- Instructions for the task: Could you rewrite every line of the data starting at the line containing "For every instance of the woman's fingers" and ending at the end of the data, offsetting each point coordinate in the answers by 9?

- Exercise materials:
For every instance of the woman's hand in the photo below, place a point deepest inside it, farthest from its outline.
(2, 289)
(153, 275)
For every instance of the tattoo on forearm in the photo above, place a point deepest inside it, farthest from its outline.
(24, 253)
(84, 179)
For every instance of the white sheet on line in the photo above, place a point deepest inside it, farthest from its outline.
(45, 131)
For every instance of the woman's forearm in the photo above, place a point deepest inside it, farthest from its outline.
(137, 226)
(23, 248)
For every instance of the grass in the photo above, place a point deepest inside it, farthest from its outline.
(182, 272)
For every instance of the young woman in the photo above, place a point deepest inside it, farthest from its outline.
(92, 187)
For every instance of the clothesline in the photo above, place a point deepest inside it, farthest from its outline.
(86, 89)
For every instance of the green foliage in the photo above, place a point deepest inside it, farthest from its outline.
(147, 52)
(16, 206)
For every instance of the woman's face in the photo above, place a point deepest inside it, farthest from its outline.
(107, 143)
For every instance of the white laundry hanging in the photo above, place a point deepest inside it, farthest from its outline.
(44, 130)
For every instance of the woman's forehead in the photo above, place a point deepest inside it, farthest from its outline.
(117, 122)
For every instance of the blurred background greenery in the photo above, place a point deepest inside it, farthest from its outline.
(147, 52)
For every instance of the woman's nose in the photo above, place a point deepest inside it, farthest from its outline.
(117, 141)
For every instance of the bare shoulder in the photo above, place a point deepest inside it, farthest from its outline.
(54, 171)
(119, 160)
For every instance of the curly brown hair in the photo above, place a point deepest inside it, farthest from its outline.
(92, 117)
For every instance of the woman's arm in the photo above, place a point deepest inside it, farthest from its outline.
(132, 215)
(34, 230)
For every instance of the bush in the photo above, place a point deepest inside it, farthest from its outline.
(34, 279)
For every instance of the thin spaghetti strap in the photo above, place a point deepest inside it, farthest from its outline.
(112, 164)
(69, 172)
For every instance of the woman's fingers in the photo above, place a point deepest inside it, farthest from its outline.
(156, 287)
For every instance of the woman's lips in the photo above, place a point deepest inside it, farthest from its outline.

- Solution to this exercise:
For every instance of the woman's fingers in the photo above, place a point deepest inside it, farthest from its outline.
(165, 296)
For every instance of the woman's lips in the photo above, place a point deepest inside it, farthest from its outline.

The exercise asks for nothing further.